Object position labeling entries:
○ ○ ○ ○ ○

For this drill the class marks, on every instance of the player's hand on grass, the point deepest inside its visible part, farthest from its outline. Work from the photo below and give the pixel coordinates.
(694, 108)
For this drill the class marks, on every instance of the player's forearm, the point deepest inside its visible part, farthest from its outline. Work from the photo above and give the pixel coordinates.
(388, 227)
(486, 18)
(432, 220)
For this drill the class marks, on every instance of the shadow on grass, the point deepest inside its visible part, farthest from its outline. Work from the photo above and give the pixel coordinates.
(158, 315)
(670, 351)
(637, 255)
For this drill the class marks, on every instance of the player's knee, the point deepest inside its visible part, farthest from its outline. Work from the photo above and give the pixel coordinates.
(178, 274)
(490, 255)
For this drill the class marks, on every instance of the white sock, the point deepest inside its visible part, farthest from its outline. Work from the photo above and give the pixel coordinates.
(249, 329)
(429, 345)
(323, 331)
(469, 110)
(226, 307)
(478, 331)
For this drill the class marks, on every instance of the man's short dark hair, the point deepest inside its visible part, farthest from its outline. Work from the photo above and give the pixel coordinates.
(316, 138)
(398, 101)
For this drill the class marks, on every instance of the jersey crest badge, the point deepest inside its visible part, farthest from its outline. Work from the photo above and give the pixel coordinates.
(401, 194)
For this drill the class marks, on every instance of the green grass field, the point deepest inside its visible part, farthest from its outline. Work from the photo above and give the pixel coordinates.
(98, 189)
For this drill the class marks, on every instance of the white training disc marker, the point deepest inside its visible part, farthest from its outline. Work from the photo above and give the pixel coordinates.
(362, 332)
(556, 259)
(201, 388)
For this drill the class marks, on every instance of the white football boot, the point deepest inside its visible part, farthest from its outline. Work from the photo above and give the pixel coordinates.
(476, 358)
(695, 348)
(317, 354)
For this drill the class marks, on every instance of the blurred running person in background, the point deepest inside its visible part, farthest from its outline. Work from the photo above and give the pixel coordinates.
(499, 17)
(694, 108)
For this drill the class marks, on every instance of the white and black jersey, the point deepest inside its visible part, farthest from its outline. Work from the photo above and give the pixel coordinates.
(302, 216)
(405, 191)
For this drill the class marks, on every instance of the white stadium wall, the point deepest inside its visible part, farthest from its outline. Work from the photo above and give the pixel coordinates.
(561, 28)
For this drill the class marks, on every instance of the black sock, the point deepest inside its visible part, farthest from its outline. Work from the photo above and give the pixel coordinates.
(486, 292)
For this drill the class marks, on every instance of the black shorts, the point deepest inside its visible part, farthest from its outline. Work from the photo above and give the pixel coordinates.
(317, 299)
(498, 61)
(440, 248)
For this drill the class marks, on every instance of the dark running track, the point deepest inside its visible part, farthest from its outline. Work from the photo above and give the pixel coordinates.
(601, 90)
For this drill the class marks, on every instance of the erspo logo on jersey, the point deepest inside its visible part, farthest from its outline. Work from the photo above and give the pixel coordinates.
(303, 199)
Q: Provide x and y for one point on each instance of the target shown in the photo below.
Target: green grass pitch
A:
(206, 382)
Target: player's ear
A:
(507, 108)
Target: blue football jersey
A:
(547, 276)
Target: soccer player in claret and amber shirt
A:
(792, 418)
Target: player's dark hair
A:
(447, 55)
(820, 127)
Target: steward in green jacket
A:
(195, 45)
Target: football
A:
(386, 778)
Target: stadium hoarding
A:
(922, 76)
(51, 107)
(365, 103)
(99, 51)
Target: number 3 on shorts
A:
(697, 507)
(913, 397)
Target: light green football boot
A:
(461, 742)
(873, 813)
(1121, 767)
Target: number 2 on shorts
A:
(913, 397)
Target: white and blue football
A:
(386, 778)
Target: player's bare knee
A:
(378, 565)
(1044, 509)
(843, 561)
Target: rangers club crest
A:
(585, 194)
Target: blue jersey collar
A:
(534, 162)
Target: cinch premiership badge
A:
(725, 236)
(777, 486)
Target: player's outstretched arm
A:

○ ○ ○ ○ ○

* _Written task_: Write out the listing again, starting with the line with "Target: blue jersey collar" and going on through the end of the listing. Add 89 to every number in the coordinates and leave all other lines unchanged.

* _Answer in full_:
Target: blue jersey collar
A:
(623, 251)
Target: cinch premiership badge
A:
(814, 325)
(866, 575)
Target: player's outstretched arm
A:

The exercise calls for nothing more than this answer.